§ **WHAT YOU ARE ASKED TO DO**
Report how many lines in the listing below contain the string "ceiling". Reply with the number alone.

§ **TASK DATA**
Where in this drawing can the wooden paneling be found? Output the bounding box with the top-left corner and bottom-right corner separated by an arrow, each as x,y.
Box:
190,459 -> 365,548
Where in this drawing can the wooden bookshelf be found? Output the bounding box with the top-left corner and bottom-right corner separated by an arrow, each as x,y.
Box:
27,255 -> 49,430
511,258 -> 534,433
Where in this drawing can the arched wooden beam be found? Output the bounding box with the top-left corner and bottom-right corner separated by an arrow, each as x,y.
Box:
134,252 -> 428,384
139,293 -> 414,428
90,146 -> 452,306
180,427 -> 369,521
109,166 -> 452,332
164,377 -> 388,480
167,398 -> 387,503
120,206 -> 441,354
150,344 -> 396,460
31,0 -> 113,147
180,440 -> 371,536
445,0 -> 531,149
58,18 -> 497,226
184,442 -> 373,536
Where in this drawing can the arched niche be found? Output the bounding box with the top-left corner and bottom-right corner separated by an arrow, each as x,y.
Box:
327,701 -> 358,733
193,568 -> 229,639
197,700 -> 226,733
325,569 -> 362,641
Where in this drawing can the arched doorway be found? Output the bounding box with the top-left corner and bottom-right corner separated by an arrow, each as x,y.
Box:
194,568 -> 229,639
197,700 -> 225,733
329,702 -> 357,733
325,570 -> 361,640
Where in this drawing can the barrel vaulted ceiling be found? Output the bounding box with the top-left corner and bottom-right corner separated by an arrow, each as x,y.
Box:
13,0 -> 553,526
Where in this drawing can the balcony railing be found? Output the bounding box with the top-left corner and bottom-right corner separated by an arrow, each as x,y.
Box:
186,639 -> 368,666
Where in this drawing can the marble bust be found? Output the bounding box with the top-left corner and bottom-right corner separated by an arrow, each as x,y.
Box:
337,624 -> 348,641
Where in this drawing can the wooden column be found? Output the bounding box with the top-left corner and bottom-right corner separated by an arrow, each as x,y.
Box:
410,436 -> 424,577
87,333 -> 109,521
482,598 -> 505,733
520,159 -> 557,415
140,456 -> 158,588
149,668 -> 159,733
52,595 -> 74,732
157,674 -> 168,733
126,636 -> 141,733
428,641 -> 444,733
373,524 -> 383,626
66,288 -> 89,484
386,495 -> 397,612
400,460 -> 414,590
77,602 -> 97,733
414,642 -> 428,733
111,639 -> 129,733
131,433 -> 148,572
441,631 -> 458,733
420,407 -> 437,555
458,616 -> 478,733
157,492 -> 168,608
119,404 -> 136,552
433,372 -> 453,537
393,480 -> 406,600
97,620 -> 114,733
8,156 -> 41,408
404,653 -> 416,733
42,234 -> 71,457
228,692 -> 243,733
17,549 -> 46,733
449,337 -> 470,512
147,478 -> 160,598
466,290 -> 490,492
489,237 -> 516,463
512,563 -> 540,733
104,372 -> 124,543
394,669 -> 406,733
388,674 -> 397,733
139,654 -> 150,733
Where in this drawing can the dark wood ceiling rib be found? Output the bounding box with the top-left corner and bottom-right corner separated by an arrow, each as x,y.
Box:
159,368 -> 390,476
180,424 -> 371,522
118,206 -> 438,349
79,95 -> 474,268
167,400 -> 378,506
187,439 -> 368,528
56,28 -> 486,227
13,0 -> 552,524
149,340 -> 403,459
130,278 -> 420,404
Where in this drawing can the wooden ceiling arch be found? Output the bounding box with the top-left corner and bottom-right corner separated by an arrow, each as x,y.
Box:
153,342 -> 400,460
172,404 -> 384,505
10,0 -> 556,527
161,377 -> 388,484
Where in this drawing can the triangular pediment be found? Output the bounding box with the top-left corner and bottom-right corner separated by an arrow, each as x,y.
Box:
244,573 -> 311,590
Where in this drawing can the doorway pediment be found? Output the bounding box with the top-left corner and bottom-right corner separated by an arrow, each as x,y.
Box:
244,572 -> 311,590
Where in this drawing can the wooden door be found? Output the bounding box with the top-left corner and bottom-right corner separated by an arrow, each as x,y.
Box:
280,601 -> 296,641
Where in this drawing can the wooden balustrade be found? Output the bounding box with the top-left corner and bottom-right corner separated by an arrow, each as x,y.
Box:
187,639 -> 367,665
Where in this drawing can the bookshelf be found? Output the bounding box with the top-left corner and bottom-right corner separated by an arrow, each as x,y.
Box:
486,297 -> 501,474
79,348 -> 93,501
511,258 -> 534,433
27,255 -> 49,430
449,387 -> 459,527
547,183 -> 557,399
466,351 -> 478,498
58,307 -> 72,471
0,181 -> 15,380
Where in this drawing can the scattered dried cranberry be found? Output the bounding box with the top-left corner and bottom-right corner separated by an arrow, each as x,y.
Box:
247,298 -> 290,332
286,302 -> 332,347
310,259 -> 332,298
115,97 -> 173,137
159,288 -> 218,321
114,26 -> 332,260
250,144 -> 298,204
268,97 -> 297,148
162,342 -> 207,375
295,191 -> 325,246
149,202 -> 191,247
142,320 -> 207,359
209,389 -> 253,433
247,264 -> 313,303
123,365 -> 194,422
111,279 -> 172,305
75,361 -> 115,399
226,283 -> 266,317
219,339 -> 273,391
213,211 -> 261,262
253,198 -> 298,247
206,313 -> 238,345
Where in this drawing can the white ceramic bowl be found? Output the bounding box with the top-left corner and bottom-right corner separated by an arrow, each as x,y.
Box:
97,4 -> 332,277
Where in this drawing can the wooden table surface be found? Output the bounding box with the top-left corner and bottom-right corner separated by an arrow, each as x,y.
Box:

§ **TASK RESULT**
3